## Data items
==================================================
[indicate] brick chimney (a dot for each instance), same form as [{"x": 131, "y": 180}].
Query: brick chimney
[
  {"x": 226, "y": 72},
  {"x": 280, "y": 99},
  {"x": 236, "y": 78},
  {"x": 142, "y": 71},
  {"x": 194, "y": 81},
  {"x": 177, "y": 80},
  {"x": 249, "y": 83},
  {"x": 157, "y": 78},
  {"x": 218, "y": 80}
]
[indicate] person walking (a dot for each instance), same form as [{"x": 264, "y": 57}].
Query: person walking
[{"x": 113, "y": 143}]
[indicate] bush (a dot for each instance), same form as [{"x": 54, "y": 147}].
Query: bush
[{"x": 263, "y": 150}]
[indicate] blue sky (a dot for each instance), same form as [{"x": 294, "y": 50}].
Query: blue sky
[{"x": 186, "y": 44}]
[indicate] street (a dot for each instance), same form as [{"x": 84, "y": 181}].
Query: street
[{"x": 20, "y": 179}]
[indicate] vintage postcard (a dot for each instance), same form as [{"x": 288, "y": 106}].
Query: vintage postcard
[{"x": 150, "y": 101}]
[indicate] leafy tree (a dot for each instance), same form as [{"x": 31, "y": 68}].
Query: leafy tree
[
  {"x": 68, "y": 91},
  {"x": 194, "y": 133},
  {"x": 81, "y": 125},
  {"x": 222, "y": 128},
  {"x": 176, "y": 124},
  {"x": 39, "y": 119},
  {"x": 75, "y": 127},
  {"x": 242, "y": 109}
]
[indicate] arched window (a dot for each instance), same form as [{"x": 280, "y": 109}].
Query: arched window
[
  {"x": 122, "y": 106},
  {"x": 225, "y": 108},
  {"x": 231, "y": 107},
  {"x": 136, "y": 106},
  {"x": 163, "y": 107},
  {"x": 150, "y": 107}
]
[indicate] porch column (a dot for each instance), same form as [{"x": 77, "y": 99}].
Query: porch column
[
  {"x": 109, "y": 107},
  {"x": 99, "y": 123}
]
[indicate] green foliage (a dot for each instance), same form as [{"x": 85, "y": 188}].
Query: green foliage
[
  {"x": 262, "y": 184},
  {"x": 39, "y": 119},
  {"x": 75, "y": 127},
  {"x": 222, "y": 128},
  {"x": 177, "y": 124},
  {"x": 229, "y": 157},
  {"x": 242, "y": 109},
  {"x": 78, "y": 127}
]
==================================================
## Directions
Each entry above needs to be returned exactly as written.

## Task response
[indicate] brick chimney (a dot for each instance), same form as [{"x": 131, "y": 180}].
Query: brick chimney
[
  {"x": 226, "y": 72},
  {"x": 280, "y": 99},
  {"x": 236, "y": 78},
  {"x": 142, "y": 71},
  {"x": 194, "y": 81},
  {"x": 177, "y": 80},
  {"x": 249, "y": 83},
  {"x": 157, "y": 78},
  {"x": 218, "y": 80}
]
[indicate] person walking (a dot for each instance), same form as [{"x": 264, "y": 57}].
Query: person walking
[{"x": 113, "y": 143}]
[indicate] bush (a dot for each instance), same form as [{"x": 54, "y": 147}].
Query: bush
[{"x": 263, "y": 150}]
[indicate] blue sky (a dot for each instance), same form as [{"x": 294, "y": 50}].
Query: blue sky
[{"x": 186, "y": 44}]
[indicate] street (a dot for each instance), same form as [{"x": 84, "y": 181}].
Query: street
[{"x": 20, "y": 179}]
[indicate] vintage postcard (a dot for each instance), same form as [{"x": 288, "y": 106}].
Query: vintage postcard
[{"x": 150, "y": 101}]
[indicate] leafy tree (a dot for each instance), same form as [{"x": 31, "y": 68}].
Query: leafy tree
[
  {"x": 68, "y": 91},
  {"x": 194, "y": 133},
  {"x": 81, "y": 125},
  {"x": 222, "y": 128},
  {"x": 176, "y": 124},
  {"x": 39, "y": 119},
  {"x": 75, "y": 127},
  {"x": 242, "y": 109}
]
[indicate] arched window (a dot for each instance), same form as [{"x": 280, "y": 109}].
Query: arched window
[
  {"x": 122, "y": 106},
  {"x": 225, "y": 108},
  {"x": 231, "y": 107},
  {"x": 136, "y": 106},
  {"x": 163, "y": 107},
  {"x": 150, "y": 107}
]
[indicate] porch column (a dot for each instance), same form as [{"x": 77, "y": 99}].
Query: porch column
[
  {"x": 109, "y": 107},
  {"x": 99, "y": 123}
]
[indicate] green foliage (a dot for each instance), same form as [{"x": 85, "y": 188}].
Query: green foliage
[
  {"x": 262, "y": 184},
  {"x": 39, "y": 119},
  {"x": 75, "y": 127},
  {"x": 222, "y": 128},
  {"x": 177, "y": 124},
  {"x": 229, "y": 157},
  {"x": 242, "y": 109},
  {"x": 78, "y": 127}
]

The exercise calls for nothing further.